Work to be completed: Every line must be returned precisely as it is written.

=-=-=

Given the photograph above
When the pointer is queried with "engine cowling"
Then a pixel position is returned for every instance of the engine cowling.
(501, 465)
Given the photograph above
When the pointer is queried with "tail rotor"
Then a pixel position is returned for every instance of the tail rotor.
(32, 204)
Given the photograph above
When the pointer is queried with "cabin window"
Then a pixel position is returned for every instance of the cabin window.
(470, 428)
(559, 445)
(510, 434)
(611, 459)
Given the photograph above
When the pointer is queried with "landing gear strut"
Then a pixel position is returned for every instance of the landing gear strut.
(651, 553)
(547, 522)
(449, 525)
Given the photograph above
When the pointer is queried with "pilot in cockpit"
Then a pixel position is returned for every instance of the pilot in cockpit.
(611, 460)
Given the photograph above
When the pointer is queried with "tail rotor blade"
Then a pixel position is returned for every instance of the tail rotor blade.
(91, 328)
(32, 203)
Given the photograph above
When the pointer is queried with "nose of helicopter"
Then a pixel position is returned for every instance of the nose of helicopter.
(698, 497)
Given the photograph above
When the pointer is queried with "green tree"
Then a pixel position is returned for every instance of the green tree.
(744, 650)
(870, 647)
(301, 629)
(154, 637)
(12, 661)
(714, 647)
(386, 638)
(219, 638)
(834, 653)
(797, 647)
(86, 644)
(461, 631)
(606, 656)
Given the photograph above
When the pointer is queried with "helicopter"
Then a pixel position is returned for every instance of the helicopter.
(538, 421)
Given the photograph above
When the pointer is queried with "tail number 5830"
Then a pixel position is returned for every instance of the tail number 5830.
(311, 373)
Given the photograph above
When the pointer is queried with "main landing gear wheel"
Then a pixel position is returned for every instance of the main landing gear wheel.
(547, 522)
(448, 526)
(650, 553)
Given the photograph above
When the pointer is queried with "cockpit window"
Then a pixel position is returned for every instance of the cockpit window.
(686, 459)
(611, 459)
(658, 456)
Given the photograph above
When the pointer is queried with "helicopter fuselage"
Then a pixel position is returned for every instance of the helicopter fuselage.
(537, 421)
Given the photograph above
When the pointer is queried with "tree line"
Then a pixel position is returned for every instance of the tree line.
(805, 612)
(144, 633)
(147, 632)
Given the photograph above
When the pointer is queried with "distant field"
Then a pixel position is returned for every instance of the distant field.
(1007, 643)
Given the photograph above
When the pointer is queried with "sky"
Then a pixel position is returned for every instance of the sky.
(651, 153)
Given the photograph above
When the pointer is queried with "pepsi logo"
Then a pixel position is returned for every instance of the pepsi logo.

=-=-=

Answer to the exercise:
Given the photograph above
When the pointer is queried with "engine cowling"
Then a pixel position is returned for every instance of the engine cowling.
(501, 465)
Given the photograph above
When the pointer is queried with "tail rotor"
Then a pixel position is returned for every instance of the tail rotor.
(32, 204)
Given the photograph above
When the pointer is queried with "cabin window"
Then a pixel position is returned for every instance of the cabin window.
(470, 428)
(559, 445)
(510, 434)
(611, 459)
Given the photograph above
When the pointer is queried with "landing gear strut"
Then a pixel position is returned for every instance of the landing gear strut.
(651, 553)
(547, 522)
(449, 525)
Given the photograph above
When the pointer is queried with "pilot in cockpit"
Then a pixel position is returned for every instance of the pilot in cockpit.
(611, 460)
Given the photograph above
When the pointer is queried with "tail rotor blade"
Then a pixel position is returned for every instance of the tail rotor blade.
(91, 328)
(32, 203)
Given the photograph above
When the pointer is queried with "nose of helicopter"
Then a pixel position is returned for every instance of the nose of helicopter.
(698, 497)
Given the photograph above
When the pointer is queried with "green tree"
Then a pixel position is returned for every instance of the green tree.
(744, 650)
(870, 647)
(301, 629)
(154, 637)
(12, 661)
(714, 647)
(386, 638)
(219, 638)
(834, 653)
(797, 647)
(86, 644)
(461, 631)
(606, 656)
Given the photograph above
When the pointer is queried with "helicopter"
Then a pixel position is returned for every instance of the helicopter.
(538, 421)
Given the photograph above
When the pointer is queried with "tail number 5830"
Then a pixel position is returned for every instance of the tail number 5830.
(311, 373)
Given the photograph above
When the pointer is queried with "main landing gear wheel"
Then a pixel position is returned for every instance of the main landing gear wheel.
(547, 522)
(448, 526)
(650, 553)
Given the photograph above
When the pointer is queried with "cockpit window"
Then a pixel position is returned for every instance of the cockpit window.
(686, 459)
(611, 459)
(658, 456)
Given the photograph above
When the pointer is queried with "helicopter fuselage"
Then a pixel position is returned for every instance of the helicopter fuselage.
(537, 421)
Given the photograph above
When the pointer is queried with "tree line"
Then a pixel position is returned for every instance of the tree line.
(805, 612)
(144, 633)
(147, 632)
Given the photograph above
When the pointer is queried with "distant field"
Then a pixel position is returned for every instance of the distant field.
(1007, 643)
Given the photograph above
When the pointer is queried with "sky"
Then a pixel position is returned for every instance of the sky.
(651, 153)
Given the photograph above
When the pointer is queried with "pepsi logo"
Then a pixel position is returned for every instance of the pepsi logo.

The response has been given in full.